GIVEN DATA ->
========================

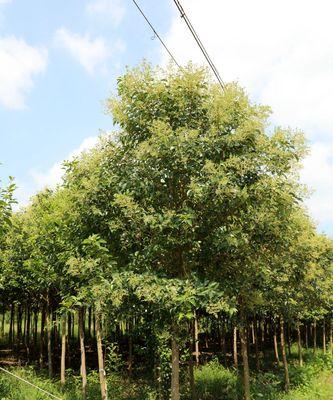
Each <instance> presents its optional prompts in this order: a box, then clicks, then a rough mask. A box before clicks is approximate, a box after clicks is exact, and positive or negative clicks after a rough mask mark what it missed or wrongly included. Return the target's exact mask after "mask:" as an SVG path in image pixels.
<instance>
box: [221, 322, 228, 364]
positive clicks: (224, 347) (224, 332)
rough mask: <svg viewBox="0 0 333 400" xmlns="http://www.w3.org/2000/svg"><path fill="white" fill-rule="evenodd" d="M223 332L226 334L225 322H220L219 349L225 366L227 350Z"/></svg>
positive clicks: (223, 333) (224, 337) (222, 361)
mask: <svg viewBox="0 0 333 400" xmlns="http://www.w3.org/2000/svg"><path fill="white" fill-rule="evenodd" d="M225 334H226V329H225V322H224V321H222V322H221V351H222V357H223V361H222V362H223V363H224V365H225V366H226V365H227V350H226V340H225Z"/></svg>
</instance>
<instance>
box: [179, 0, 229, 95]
mask: <svg viewBox="0 0 333 400" xmlns="http://www.w3.org/2000/svg"><path fill="white" fill-rule="evenodd" d="M174 3H175V4H176V6H177V8H178V10H179V12H180V16H181V17H182V18H183V19H184V21H185V23H186V25H187V27H188V28H189V30H190V32H191V33H192V36H193V37H194V39H195V41H196V42H197V44H198V46H199V48H200V50H201V52H202V53H203V55H204V56H205V58H206V60H207V62H208V64H209V66H210V67H211V69H212V71H213V73H214V75H215V77H216V79H217V80H218V82H219V84H220V85H221V87H222V89H223V90H224V89H225V84H224V82H223V80H222V78H221V76H220V74H219V71H218V70H217V68H216V66H215V65H214V63H213V61H212V59H211V58H210V57H209V54H208V53H207V50H206V49H205V46H204V45H203V43H202V41H201V40H200V38H199V36H198V34H197V32H196V31H195V29H194V27H193V25H192V24H191V21H190V19H189V18H188V16H187V15H186V13H185V11H184V8H183V7H182V5H181V4H180V2H179V0H174Z"/></svg>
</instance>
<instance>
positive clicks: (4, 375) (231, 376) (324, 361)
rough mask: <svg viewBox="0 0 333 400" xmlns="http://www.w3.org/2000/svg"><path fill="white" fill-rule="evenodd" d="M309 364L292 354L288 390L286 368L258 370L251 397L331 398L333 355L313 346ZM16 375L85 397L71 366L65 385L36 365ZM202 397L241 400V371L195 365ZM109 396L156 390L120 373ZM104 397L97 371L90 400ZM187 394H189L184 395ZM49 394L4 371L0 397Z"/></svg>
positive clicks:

========================

EXERCISE DETAILS ->
Identify each line in the items above that contains the string "rough", and copy each such line in full.

OUTPUT OF THE EXERCISE ->
Each <instance> presents its optional prompts in this order: a box, then clicks, then a rough mask. A box before clicks is approximate, a box after clicks is exact, and positive or negative clicks after a rough mask mark what it missed or wrongly included. Return the target's exact mask after "mask:" as an SVG path in image pixels.
rough mask: <svg viewBox="0 0 333 400" xmlns="http://www.w3.org/2000/svg"><path fill="white" fill-rule="evenodd" d="M223 332L226 334L225 322H220L219 349L225 366L227 350Z"/></svg>
rough mask: <svg viewBox="0 0 333 400" xmlns="http://www.w3.org/2000/svg"><path fill="white" fill-rule="evenodd" d="M309 364L292 354L288 390L286 368L258 370L251 397L331 398L333 355L313 346ZM16 375L85 397L71 366L65 385L36 365ZM202 397L241 400V371L195 365ZM109 396L156 390L120 373ZM104 397L97 371L90 400ZM187 394H189L184 395ZM49 394L4 371L0 397Z"/></svg>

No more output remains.